# RECORDS PROVIDED:
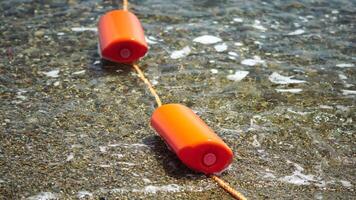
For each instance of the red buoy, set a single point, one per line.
(195, 144)
(121, 37)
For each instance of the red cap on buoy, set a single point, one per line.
(196, 145)
(121, 37)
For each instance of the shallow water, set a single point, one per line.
(75, 127)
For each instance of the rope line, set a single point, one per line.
(234, 193)
(148, 83)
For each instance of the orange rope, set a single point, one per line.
(125, 4)
(235, 194)
(149, 85)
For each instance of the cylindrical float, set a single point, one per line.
(195, 144)
(121, 37)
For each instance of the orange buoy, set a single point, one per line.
(195, 144)
(121, 37)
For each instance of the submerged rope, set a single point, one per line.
(234, 193)
(148, 83)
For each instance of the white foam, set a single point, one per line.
(53, 74)
(207, 39)
(252, 62)
(348, 92)
(56, 83)
(102, 149)
(298, 178)
(151, 40)
(234, 54)
(82, 29)
(165, 188)
(345, 183)
(238, 76)
(269, 175)
(70, 157)
(79, 72)
(238, 20)
(345, 65)
(279, 79)
(297, 32)
(84, 194)
(181, 53)
(342, 77)
(326, 107)
(44, 196)
(220, 47)
(335, 12)
(293, 90)
(127, 163)
(257, 25)
(214, 71)
(238, 44)
(255, 142)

# GOAL:
Lay out the part of the items above that starts with the line containing "For each instance of the submerged" and runs through the end of the items as a Markdown table with the columns Row and Line, one line per row and blank lines omitted.

# RESPONSE:
| Row | Line |
|---|---|
| 1 | For each instance of the submerged rope, set a single point, one per line. |
| 2 | (234, 193) |
| 3 | (148, 83) |
| 4 | For each instance of the white foam, set a single point, one per line. |
| 5 | (53, 74) |
| 6 | (207, 39) |
| 7 | (252, 62) |
| 8 | (348, 92) |
| 9 | (56, 83) |
| 10 | (102, 149) |
| 11 | (298, 178) |
| 12 | (151, 40) |
| 13 | (234, 54) |
| 14 | (82, 29) |
| 15 | (165, 188) |
| 16 | (345, 183) |
| 17 | (238, 76) |
| 18 | (269, 175) |
| 19 | (70, 157) |
| 20 | (79, 72) |
| 21 | (238, 20) |
| 22 | (345, 65) |
| 23 | (279, 79) |
| 24 | (297, 32) |
| 25 | (84, 194) |
| 26 | (181, 53) |
| 27 | (342, 77) |
| 28 | (326, 107) |
| 29 | (44, 196) |
| 30 | (220, 47) |
| 31 | (335, 12) |
| 32 | (293, 90) |
| 33 | (127, 163) |
| 34 | (257, 25) |
| 35 | (214, 71) |
| 36 | (238, 44) |
| 37 | (255, 142) |